------ EXCERPT PROVIDED ------
Multiple sclerosis is an energy drain, bringing crippling fatigue (often
unpredictably) and heat intolerance. It also steals vision, tackles balance, renders limbs limp and
leaves various body parts numb or painfully tingly. Ask anyone living with MS,
and you’ll hear some of the same complaints and stories of spending time on the
sidelines.
But don’t count us out just yet.
Those who shoulder MS or any other chronic illness that threatens
disability understand the quandary of possessing unknown and ever-changing
daily allotments of energy and wherewithal. On any given day, the MSer (or
other chronic illness battler) has no idea what the current balance is in his
or her energy bank.
That assumption leaves each of us with a couple of
choices.
We can hunker down and conserve every last bit of vim and vigor, so as
not to run out. Or we can go for broke and expend all we can, right up to the
point at which we are fully depleted, even if we have to pay dearly for it
afterwards.
I frequently exercise the second option. Often, this
pays off.
For example, I am training to run my first full marathon. (That’s 26.2
miles, if you’re counting.) I’ve
completed several half marathons. (That’s 13.1, if you do the math.)
------
### WHAT THE TASK ASKS:
Carry on the essay on multiple sclerosis, picking up right after its last sentence. The data after this point is separate from the essay on multiple sclerosis.
------ GIVEN INFORMATION ------
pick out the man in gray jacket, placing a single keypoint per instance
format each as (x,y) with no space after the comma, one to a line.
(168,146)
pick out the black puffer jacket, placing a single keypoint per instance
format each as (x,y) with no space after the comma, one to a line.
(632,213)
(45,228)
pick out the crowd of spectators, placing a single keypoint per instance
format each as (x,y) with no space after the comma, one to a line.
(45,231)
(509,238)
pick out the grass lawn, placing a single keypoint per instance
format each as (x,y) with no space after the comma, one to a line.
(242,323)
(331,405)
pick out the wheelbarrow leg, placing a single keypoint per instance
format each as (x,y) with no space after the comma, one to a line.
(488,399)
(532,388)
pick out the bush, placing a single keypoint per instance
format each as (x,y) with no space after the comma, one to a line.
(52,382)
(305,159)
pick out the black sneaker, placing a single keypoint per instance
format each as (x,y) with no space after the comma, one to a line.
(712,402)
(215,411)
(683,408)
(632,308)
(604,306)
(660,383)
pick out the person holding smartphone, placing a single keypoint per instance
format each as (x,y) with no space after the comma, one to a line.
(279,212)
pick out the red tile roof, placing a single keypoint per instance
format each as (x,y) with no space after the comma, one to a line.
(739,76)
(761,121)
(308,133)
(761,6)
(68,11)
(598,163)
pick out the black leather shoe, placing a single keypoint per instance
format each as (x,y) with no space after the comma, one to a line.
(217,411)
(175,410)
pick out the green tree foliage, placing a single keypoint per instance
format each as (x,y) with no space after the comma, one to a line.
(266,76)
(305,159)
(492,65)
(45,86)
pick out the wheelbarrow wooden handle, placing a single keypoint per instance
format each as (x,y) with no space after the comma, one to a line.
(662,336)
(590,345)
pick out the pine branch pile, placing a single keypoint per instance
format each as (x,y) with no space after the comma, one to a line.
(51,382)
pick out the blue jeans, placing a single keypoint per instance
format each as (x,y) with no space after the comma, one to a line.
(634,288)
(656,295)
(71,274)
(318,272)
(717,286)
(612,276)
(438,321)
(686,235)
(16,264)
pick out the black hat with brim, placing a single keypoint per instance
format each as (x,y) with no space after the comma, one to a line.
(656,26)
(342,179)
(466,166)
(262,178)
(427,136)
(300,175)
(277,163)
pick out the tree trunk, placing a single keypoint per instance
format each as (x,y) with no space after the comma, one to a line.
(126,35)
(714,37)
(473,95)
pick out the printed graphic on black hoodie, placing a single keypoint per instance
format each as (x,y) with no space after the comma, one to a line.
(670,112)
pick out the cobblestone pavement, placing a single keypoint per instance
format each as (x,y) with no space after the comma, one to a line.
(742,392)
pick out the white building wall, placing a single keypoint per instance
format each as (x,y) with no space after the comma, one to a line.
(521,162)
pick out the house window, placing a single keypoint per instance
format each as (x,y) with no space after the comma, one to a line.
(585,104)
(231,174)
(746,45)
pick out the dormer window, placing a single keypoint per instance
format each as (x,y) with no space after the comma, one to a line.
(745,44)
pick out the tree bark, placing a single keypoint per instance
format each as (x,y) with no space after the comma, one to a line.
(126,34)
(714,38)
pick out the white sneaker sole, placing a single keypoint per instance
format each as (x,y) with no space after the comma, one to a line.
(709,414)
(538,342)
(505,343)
------
### RESPONSE:
By the time I toe the marathon start line, I will
have been a diagnosed MSer for 10 ½ years.
That’s no boast. I am grateful for every step of mobility that I still
enjoy. I know life could absolutely have turned out very differently for me, as
it has for so many others living with MS.
I am fairly certain that this marathon endeavor is likely to set me back
a bit, by the time it’s over. Knowing this, I have cleared my calendar as much
as possible for several days afterwards. I am sure I will be spent. But I’ve
gotta do it anyway.
As the Eagles sang in their 1975 hit single, “Put me on a
highway, and show me a sign. And take it to the limit one more time.”
“One and done” will be my marathon motto.
I’ll likely never sign up for a second one. But this is one dragon I want
to slay, even if I have to pay for it.